[start of INFORMATION GIVEN]

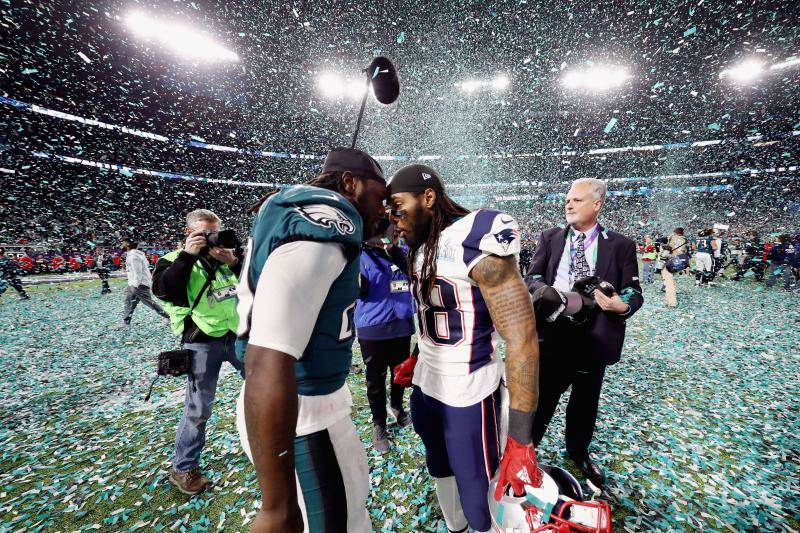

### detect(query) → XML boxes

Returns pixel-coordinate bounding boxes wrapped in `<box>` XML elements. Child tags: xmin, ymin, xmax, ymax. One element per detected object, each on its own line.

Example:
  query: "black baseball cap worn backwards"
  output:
<box><xmin>388</xmin><ymin>165</ymin><xmax>444</xmax><ymax>195</ymax></box>
<box><xmin>322</xmin><ymin>148</ymin><xmax>386</xmax><ymax>185</ymax></box>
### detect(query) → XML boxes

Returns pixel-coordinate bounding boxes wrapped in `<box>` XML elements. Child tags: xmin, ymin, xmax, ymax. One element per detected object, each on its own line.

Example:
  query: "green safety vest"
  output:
<box><xmin>164</xmin><ymin>250</ymin><xmax>239</xmax><ymax>337</ymax></box>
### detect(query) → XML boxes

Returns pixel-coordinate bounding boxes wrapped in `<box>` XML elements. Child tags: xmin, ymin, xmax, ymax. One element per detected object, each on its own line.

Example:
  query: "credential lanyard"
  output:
<box><xmin>567</xmin><ymin>226</ymin><xmax>600</xmax><ymax>283</ymax></box>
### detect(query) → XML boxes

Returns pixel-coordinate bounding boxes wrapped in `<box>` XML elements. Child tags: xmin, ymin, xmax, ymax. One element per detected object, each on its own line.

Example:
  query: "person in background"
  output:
<box><xmin>641</xmin><ymin>235</ymin><xmax>656</xmax><ymax>284</ymax></box>
<box><xmin>661</xmin><ymin>228</ymin><xmax>689</xmax><ymax>307</ymax></box>
<box><xmin>0</xmin><ymin>248</ymin><xmax>30</xmax><ymax>300</ymax></box>
<box><xmin>355</xmin><ymin>220</ymin><xmax>414</xmax><ymax>453</ymax></box>
<box><xmin>767</xmin><ymin>234</ymin><xmax>794</xmax><ymax>291</ymax></box>
<box><xmin>120</xmin><ymin>239</ymin><xmax>169</xmax><ymax>329</ymax></box>
<box><xmin>784</xmin><ymin>233</ymin><xmax>800</xmax><ymax>293</ymax></box>
<box><xmin>526</xmin><ymin>178</ymin><xmax>644</xmax><ymax>487</ymax></box>
<box><xmin>519</xmin><ymin>239</ymin><xmax>536</xmax><ymax>276</ymax></box>
<box><xmin>733</xmin><ymin>231</ymin><xmax>766</xmax><ymax>281</ymax></box>
<box><xmin>152</xmin><ymin>209</ymin><xmax>244</xmax><ymax>495</ymax></box>
<box><xmin>94</xmin><ymin>246</ymin><xmax>111</xmax><ymax>295</ymax></box>
<box><xmin>694</xmin><ymin>228</ymin><xmax>718</xmax><ymax>287</ymax></box>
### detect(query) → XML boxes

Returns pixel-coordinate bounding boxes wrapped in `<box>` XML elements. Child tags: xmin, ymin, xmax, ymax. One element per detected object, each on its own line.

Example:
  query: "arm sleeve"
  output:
<box><xmin>248</xmin><ymin>241</ymin><xmax>347</xmax><ymax>359</ymax></box>
<box><xmin>153</xmin><ymin>252</ymin><xmax>198</xmax><ymax>307</ymax></box>
<box><xmin>525</xmin><ymin>233</ymin><xmax>550</xmax><ymax>294</ymax></box>
<box><xmin>617</xmin><ymin>241</ymin><xmax>644</xmax><ymax>319</ymax></box>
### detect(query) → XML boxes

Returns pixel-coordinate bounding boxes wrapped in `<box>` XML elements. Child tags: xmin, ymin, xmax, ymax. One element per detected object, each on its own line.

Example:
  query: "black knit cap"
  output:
<box><xmin>322</xmin><ymin>148</ymin><xmax>386</xmax><ymax>184</ymax></box>
<box><xmin>388</xmin><ymin>165</ymin><xmax>444</xmax><ymax>195</ymax></box>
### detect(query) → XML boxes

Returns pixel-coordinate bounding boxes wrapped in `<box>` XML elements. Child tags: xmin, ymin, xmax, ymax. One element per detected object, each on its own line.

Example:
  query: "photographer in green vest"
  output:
<box><xmin>153</xmin><ymin>209</ymin><xmax>244</xmax><ymax>494</ymax></box>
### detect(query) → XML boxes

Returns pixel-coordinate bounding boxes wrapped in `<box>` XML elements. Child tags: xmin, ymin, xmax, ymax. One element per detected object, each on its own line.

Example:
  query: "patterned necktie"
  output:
<box><xmin>572</xmin><ymin>233</ymin><xmax>592</xmax><ymax>280</ymax></box>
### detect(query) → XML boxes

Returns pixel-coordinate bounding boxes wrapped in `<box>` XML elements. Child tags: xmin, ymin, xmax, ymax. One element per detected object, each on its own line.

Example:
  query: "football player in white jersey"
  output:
<box><xmin>389</xmin><ymin>165</ymin><xmax>540</xmax><ymax>532</ymax></box>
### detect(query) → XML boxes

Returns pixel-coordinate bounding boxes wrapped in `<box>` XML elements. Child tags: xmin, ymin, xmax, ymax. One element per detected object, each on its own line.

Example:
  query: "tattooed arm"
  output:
<box><xmin>470</xmin><ymin>255</ymin><xmax>539</xmax><ymax>428</ymax></box>
<box><xmin>244</xmin><ymin>344</ymin><xmax>303</xmax><ymax>533</ymax></box>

[end of INFORMATION GIVEN]

• **WRITTEN TASK**:
Display each line from the rows above that contains the string "vest", treating uppercase and lowercase as different.

• **ANSWER TO THIS EXERCISE**:
  query: "green safety vest"
  query: "photographer in green vest"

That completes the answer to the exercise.